Textauszug -

Kowalski: Keine Pestizide mehr im Wald einsetzen, Flächen aus der Nutzung nehmen, Biodiversitätsforschung fördern
Berlin – Seit der weltweit beachteten „Krefelder Insektenstudie“ ist bekannt, dass der Bestand an Fluginsekten selbst in Naturschutzgebieten in den letzten 30 Jahren um 70 Prozent zurückgegangen ist. Eine jetzt im Fachmagazin „Nature“ erschienene Studie eines internationalen Forscherteams zeigt, dass auch im Wald die Insektenmasse allein in den Jahren 2008 bis 2017 um 41 Prozent und die Vielfalt der Arten um 36 Prozent zurückgegangen ist. Die Forscher stellten fest, dass vorwiegend Insektengruppen schwanden, die weite Strecken zurücklegen. Sie vermuten eine Wechselwirkung zwischen der umgebenden Landwirtschaft und dem Lebensraum Wald.
Der NABU nimmt die Forschungsergebnisse sehr ernst und fordert Insekten-Schutzprogramme auch für den Wald. „Dabei darf es nicht nur um Einzelinitiativen handeln – wir brauchen eine völlig andere Naturschutz- und Waldnutzungspolitik“, fordert Heinz Kowalski, waldpolitischer Sprecher des NABU. Vor allem der Staatswald, aber auch der Gemeinde- und Kirchenwald müssten sofort beginnen, keinerlei Pflanzenschutzmittel mehr einzusetzen. Kowalski: „Außerdem müssen wir insgesamt zehn Prozent der Wälder aus der wirtschaftlichen Nutzung nehmen und möglichst viele natürliche Strukturen auch im Wirtschaftswald erhalten und fördern. So gewährleisten wir eine hohe Vielfalt an potenziellen Lebensräumen für Insekten.“
Die Situation des Waldes in Deutschland schätzt der NABU als sehr kritisch ein. Von der Temperaturerhöhung und den immer noch bestehenden Nadelholz-Monokulturen haben in den vergangen Jahren einige spezialisierte Insektenarten wie der Fichtenborkenkäfer oder die Nonne profitiert. Um diese naturfernen Forste gegen diese Massenvermehrung zu schützen, werden sie meist mit Kontakt- und Nervengiften behandelt. Keines der eingesetzten Pestizide wirkt dabei ausschließlich selektiv. Es werden immer auch Insekten geschädigt, die nicht Ziel eines Gifteinsatzes sind. Kurz- und langfristig werden die komplexen Waldökosysteme so durcheinander gebracht.

(Daten zur räumlichen Lokalisierung)
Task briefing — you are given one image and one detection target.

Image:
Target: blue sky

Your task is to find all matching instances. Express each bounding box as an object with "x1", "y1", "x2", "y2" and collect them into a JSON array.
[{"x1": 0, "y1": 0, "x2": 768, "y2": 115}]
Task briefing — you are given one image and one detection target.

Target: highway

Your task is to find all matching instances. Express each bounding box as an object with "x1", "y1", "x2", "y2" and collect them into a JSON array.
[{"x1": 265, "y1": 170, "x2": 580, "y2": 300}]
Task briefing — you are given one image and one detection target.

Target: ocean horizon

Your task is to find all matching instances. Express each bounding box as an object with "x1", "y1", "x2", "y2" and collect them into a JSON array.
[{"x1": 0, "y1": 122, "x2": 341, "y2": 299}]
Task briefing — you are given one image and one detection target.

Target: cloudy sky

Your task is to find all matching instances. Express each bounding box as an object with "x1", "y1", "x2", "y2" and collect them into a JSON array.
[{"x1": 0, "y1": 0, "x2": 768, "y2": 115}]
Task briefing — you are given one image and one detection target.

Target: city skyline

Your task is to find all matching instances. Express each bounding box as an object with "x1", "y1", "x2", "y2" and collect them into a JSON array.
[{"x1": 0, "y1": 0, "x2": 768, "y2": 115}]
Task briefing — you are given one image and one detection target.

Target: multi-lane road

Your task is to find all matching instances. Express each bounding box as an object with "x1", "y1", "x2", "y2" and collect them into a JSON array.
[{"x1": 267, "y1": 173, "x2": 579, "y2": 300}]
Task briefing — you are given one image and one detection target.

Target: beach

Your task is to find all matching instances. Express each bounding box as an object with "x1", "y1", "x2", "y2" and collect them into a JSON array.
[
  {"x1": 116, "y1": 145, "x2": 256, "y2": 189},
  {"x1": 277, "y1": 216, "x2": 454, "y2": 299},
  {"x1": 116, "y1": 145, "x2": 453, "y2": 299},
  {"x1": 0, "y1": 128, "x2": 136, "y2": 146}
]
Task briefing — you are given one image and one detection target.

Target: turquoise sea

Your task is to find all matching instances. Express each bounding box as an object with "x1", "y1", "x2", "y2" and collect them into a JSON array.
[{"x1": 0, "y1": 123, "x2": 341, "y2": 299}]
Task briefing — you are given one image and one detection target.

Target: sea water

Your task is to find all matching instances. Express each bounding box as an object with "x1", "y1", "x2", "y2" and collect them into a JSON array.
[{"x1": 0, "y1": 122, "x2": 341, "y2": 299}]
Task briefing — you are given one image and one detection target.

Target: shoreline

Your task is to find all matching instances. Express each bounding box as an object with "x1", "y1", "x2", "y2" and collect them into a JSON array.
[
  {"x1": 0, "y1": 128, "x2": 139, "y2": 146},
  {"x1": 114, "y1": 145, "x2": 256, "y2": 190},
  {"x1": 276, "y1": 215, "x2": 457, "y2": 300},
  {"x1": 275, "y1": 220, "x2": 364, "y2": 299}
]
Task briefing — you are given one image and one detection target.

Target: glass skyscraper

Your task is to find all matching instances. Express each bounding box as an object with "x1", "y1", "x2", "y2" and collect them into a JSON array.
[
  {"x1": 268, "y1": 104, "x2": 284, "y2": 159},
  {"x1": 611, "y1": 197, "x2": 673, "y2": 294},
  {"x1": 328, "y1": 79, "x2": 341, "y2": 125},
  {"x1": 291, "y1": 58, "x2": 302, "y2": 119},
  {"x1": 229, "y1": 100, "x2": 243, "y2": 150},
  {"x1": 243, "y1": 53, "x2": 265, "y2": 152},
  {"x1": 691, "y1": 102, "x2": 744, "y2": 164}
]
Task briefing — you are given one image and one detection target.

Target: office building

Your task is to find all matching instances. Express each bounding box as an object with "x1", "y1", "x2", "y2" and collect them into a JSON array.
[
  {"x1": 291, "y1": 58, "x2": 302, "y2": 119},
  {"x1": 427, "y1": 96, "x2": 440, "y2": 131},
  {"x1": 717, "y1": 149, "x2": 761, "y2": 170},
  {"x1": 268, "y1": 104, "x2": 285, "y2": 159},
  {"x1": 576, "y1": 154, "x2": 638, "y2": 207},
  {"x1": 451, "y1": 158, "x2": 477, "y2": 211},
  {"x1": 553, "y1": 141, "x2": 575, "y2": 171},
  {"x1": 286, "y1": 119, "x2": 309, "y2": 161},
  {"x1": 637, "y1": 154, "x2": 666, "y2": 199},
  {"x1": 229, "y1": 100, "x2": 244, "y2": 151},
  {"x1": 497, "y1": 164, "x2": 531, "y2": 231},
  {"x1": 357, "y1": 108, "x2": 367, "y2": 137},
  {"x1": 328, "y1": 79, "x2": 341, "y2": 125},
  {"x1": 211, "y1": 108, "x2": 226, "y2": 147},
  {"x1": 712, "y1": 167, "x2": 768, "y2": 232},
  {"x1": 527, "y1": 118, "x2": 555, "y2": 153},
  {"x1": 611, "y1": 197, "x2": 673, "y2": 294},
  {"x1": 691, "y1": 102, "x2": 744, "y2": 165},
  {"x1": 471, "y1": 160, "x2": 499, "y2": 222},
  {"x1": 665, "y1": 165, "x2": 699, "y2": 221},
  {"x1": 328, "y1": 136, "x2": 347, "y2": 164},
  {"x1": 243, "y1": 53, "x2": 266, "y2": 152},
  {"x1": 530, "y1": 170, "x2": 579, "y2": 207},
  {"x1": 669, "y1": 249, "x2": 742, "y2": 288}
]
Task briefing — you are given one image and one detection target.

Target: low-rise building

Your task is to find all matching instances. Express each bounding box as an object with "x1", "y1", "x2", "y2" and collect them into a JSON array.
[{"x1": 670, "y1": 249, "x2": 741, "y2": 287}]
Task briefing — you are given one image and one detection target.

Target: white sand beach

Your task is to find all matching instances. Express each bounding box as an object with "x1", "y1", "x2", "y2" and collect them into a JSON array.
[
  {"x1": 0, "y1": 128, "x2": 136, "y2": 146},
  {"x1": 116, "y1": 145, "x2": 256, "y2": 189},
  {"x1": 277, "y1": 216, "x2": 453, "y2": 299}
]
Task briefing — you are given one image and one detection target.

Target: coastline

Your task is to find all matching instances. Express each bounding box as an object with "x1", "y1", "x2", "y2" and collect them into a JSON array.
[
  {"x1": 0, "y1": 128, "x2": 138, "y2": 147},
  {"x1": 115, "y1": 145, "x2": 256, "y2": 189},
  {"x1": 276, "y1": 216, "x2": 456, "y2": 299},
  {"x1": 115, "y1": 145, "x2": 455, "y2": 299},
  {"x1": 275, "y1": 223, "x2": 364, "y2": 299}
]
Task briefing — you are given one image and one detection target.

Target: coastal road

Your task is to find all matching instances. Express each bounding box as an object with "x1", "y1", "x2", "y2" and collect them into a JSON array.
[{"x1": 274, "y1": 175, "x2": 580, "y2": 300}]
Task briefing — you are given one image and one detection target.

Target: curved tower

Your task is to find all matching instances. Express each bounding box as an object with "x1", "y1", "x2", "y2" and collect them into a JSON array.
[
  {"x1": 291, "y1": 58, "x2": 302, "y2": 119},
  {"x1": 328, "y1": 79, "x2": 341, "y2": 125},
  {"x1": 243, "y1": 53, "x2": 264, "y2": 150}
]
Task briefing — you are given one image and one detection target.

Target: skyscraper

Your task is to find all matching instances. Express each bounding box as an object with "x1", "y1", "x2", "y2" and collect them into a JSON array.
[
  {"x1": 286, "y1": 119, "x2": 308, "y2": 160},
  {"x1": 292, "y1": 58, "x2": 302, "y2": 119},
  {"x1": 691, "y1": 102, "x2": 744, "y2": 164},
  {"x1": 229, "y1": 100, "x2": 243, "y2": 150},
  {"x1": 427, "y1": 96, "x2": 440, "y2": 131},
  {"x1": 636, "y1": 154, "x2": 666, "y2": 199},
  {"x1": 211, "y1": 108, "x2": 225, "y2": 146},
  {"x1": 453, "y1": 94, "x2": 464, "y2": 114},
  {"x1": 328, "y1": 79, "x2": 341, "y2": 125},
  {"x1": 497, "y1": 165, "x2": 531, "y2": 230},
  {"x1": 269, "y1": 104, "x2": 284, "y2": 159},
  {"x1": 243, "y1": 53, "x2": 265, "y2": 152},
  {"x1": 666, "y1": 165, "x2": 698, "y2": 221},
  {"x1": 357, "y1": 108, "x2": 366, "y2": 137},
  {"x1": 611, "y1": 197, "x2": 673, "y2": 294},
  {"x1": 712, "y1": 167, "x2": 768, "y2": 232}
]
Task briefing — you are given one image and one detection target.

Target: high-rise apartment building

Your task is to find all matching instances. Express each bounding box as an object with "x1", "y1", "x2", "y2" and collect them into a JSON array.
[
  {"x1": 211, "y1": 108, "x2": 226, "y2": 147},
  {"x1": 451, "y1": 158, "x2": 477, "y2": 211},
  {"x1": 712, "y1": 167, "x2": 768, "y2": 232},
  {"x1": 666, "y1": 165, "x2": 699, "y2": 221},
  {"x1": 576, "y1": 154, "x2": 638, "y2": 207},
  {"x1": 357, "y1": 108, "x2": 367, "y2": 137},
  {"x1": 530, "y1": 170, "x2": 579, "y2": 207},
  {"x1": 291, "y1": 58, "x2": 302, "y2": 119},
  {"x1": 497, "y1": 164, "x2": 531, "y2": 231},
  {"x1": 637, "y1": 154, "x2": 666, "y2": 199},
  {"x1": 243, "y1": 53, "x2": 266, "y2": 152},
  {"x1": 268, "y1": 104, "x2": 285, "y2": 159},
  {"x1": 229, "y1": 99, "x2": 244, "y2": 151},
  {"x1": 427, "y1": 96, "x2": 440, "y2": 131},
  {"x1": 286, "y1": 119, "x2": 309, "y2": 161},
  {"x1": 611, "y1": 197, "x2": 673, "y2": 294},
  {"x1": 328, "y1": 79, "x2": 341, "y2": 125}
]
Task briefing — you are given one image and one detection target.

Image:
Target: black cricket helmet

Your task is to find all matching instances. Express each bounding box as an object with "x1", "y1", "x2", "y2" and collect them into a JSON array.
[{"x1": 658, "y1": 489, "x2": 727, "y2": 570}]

Arbeitsauftrag A -
Um wie viel Prozent ist die Insektenmasse im Wald laut dem Textauszug in den Jahren 2008 bis 2017 zurückgegangen?
Arbeitsauftrag B -
Ändere im Textauszug den Abschnitt, der mit den Worten „Kowalski: Keine Pestizide“ beginnt und mit „dem Lebensraum Wald.“ endet, indem du „Fachmagazin“ durch „Fachjournal“ ersetzt, und gib ihn wieder.

Musterlösung A -
Um 41 Prozent.

Musterlösung B -
Kowalski: Keine Pestizide mehr im Wald einsetzen, Flächen aus der Nutzung nehmen, Biodiversitätsforschung fördern
Berlin – Seit der weltweit beachteten „Krefelder Insektenstudie“ ist bekannt, dass der Bestand an Fluginsekten selbst in Naturschutzgebieten in den letzten 30 Jahren um 70 Prozent zurückgegangen ist. Eine jetzt im Fachjournal „Nature“ erschienene Studie eines internationalen Forscherteams zeigt, dass auch im Wald die Insektenmasse allein in den Jahren 2008 bis 2017 um 41 Prozent und die Vielfalt der Arten um 36 Prozent zurückgegangen ist. Die Forscher stellten fest, dass vorwiegend Insektengruppen schwanden, die weite Strecken zurücklegen. Sie vermuten eine Wechselwirkung zwischen der umgebenden Landwirtschaft und dem Lebensraum Wald.